Task goal: Retype every line below precisely as it appears.

(Saved entries)
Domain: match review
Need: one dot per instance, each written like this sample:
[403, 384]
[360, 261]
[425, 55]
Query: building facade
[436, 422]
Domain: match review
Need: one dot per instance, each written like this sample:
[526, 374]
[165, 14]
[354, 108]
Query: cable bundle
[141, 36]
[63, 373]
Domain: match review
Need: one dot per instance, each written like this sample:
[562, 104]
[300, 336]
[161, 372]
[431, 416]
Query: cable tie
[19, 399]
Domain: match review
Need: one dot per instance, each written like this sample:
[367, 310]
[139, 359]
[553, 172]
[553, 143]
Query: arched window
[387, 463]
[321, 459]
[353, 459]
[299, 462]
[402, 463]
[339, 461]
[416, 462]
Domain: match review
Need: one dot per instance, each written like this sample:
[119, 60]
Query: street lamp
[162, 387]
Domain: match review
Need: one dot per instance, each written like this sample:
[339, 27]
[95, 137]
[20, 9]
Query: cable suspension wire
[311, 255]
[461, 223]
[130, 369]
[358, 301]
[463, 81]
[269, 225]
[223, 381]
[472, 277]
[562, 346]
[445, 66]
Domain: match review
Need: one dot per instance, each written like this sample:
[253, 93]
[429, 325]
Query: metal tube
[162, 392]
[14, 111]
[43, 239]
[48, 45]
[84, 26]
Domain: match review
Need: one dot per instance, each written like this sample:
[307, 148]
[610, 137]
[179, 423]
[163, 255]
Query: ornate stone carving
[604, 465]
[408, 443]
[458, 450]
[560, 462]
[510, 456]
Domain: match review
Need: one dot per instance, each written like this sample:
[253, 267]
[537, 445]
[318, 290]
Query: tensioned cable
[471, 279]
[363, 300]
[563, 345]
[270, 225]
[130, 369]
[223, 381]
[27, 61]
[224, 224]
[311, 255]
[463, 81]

Answer box:
Domain: match review
Need: one dot per instance, each written like this sample:
[403, 384]
[360, 261]
[425, 55]
Query: building facade
[436, 422]
Domain: match review
Need: one dot per instance, each written like this sample:
[526, 374]
[165, 14]
[354, 108]
Query: cable bundle
[141, 36]
[63, 373]
Domain: match review
Need: one dot per instance, each written like this sample:
[562, 104]
[300, 336]
[161, 372]
[431, 416]
Query: cable tie
[19, 399]
Domain: match review
Need: one dot per instance, each written like this sample:
[367, 310]
[139, 359]
[553, 172]
[553, 143]
Query: arched window
[387, 463]
[321, 459]
[353, 459]
[299, 462]
[402, 463]
[339, 461]
[416, 462]
Domain: match review
Need: one dot per instance, each written like this sample:
[119, 60]
Query: street lamp
[162, 387]
Domain: match review
Need: one dot per instance, each written like this sample:
[339, 27]
[95, 137]
[20, 9]
Query: cable suspension wire
[311, 255]
[461, 223]
[130, 369]
[358, 301]
[463, 81]
[269, 225]
[223, 381]
[472, 277]
[562, 346]
[445, 66]
Domain: match review
Need: one dot per instance, each written like this sample:
[253, 93]
[429, 325]
Query: metal tube
[162, 392]
[14, 111]
[43, 239]
[48, 45]
[84, 26]
Domain: match review
Need: one dot per instance, each written like this sample:
[307, 148]
[610, 137]
[179, 423]
[163, 255]
Query: ornate stone carving
[604, 465]
[408, 443]
[458, 450]
[560, 462]
[510, 456]
Domain: match review
Need: one dot per instance, each written like this sample:
[253, 267]
[537, 445]
[318, 290]
Query: tensioned cable
[471, 279]
[363, 300]
[563, 345]
[270, 225]
[130, 369]
[223, 381]
[27, 61]
[224, 224]
[311, 255]
[463, 81]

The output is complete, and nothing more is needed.